▶ [THE TASK] Count the lines in the records below that contain the word "above". Give only the number.

Detection examples

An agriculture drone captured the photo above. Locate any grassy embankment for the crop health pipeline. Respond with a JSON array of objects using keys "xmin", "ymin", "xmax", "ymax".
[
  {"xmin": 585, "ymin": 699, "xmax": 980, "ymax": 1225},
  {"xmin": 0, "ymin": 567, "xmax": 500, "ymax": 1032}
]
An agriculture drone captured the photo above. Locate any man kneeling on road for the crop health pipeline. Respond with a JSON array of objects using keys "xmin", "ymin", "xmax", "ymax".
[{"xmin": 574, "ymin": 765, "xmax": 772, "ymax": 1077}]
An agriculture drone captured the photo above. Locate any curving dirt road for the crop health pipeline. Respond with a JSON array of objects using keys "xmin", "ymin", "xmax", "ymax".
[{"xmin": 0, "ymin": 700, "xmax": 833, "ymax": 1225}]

▶ [ANSWER TO THE TASK] 3